The EIA reckoned that in 2022, emissions from burning coal accounted for about 20% of U.S. energy-related CO2 emissions and 55% of CO2 emissions from the electric power industry. That's quite a roster of side effects, like the small print at the end of drug company TV commercials.
In much of the country coal isn't needed. That's true for California, as my former colleague Sammy Roth points out. The day before Thanksgiving last year, the Los Angeles Department of Water and Power shut down the last coal-fired plant directly serving California. (It's located in Utah, as it happens.) There were no blackouts, no brownouts. No one noticed it was missing.
Meanwhile, Roth reports, electricity from California's large-scale solar farms rose by 17% in 2025 from 2024.
Trump's "clean coal" labeling demonstrates either that he doesn't know anything about coal or is in the grip of industry mythmaking. "Clean coal" was a spavined effort by the coal industry to rebrand its product as something benign, through a technology that convertedcoal to gas and sequestered carbon dioxide underground.
It never really took hold. In 2017, as I reported, Southern Co. pulled the plug on the flagship plant of this effort, a coal gasification factory it had erected in eastern Mississippi. The plant had racked up years of cost overruns and technical breakdowns. Originally expected to cost less than $3 billion, its projected cost had soared to $7.5 billion. Southern took a $3.4-billion loss on the project.
Southern had calculated that the plant would be economical if the price of natural gas rose above $5 per million BTUs (British thermal units). For a brief shining moment, that looked like a good bet, as gas prices rose to nearly $10 per million BTUs in mid-2022. But they promptly came back down. Currently, the spot price is about $3. The Mississippi plant now exclusively burns natural gas.
The fact is, however, that Biden had nothing significant to do with the decline of coal. Economics did most of the damage, abetted by environmental concerns.
The major obstacle facing a coal revival is the price of competing energy sources, especially natural gas. The cost of renewables such as solar and wind power has also come down sharply, underscoring the poor economics of coal-fired generation. Americans and others in the developed world also have exploited efficiencies in power use that have allowed major economies to grow without creating commensurate demands for electrical power.
Another factor is China. During its economic takeoff at the turn of this century, China became the world's largest coal importer. U.S. companies, assuming the trend would be irreversible, made multibillion-dollar investments in the first decades of the 2000s to buy up rivals at premium prices. They began planning new shipping terminals on the West Coast to bring western coal to China.
Starting in 2013, however, China's growth began to stall and the government's altered its policies to move away from the heavy industries that generated most of the country's coal demand. China also moved into renewables. "Between 2011 and 2015," according to the Center on Global Energy Policy at Columbia, "China added more solar capacity to the grid than any other country and almost as much wind capacity as the rest of the world combined."
__________
§ Tasks to carry out
- 1) In the piece on coal's decline, what did the projected cost of Southern Co.'s Mississippi coal gasification plant soar to?
- 2) Extend the piece on coal's decline, picking up after its final sentence.

[Coordinate annotation entries]
__________
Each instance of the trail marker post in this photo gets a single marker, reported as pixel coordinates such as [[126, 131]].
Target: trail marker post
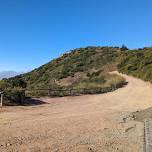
[[1, 94]]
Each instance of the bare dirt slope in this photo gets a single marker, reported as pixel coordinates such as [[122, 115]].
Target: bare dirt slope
[[90, 123]]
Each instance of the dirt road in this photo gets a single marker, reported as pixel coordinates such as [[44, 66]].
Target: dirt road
[[90, 123]]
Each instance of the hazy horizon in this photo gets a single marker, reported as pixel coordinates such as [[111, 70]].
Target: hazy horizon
[[34, 32]]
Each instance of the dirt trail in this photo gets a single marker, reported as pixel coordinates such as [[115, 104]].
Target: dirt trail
[[90, 123]]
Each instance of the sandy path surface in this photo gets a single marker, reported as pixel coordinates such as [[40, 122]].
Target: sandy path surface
[[90, 123]]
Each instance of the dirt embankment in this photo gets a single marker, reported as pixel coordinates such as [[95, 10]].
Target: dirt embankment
[[90, 123]]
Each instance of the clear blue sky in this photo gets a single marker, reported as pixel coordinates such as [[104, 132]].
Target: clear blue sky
[[32, 32]]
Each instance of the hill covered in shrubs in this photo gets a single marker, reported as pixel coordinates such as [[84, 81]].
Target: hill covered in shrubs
[[83, 68], [137, 63]]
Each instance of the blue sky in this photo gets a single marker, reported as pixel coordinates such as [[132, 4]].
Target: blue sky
[[32, 32]]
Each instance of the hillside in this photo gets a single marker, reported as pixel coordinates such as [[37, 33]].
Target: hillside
[[137, 63], [8, 74], [76, 65], [76, 69]]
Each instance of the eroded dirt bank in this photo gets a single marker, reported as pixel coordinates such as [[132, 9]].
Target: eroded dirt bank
[[90, 123]]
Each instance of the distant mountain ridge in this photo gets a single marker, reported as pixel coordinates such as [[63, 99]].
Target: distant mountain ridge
[[8, 74]]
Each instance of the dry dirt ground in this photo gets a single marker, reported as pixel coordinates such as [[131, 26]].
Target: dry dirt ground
[[90, 123]]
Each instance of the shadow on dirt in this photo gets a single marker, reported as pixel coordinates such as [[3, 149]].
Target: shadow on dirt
[[143, 114], [27, 102], [33, 102]]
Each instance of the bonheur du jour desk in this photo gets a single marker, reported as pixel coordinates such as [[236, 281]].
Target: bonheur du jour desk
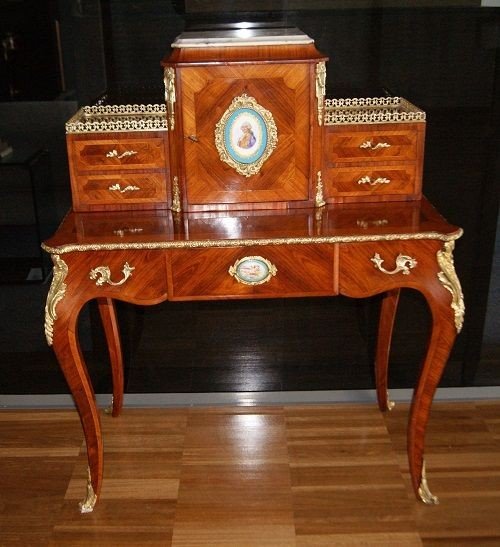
__________
§ Response list
- 1) $7.5 billion

- 2)
For all that Trump blames Democratic policies for coal's decline, "more than half of the decline in US coal company revenue between 2011 and 2015 had little to do with domestic market conditions or domestic regulations," the Columbia researchers observed, "but was rather due to a dramatic slowdown in Chinese demand."
The end of the China boom coincided with ebbing demand for coal in the U.S., where the shale oil boom produced a surge in natural gas supplies and a steep fall in its prices.
Coal has simply been unable to keep up with changes in U.S. energy. Coal accounts for about 16% of electrical generation in the U.S., about even with nuclear power and renewables, down from 48.5% in 2007. Its role at major utilities has declined from 1.35 billion megawatt-hours in 2015 to 737 million MWh in 2025, a fall of 45%. The slack has been taken up by natural gas and solar and wind power.
Trump's fixation about coal is another of his whims of iron, like tariffs. He poses as if he's the savior of a valiant craft, but with the exception of the extremely coal-centric states Wyoming and West Virginia coal mining scarcely registers as a component of the U.S. economy. Coal accounts for less than two-hundredths of gross domestic product. In 1950, coal mining provided 350,000 jobs. By 1975 it was 175,000, and today it's 39,500.
Or maybe he thinks attacking renewables and promoting coal is a way to own the libs, because all that solar and wind stuff is a woke leftist plot. You know, solar and wind power are just other forms of DEI.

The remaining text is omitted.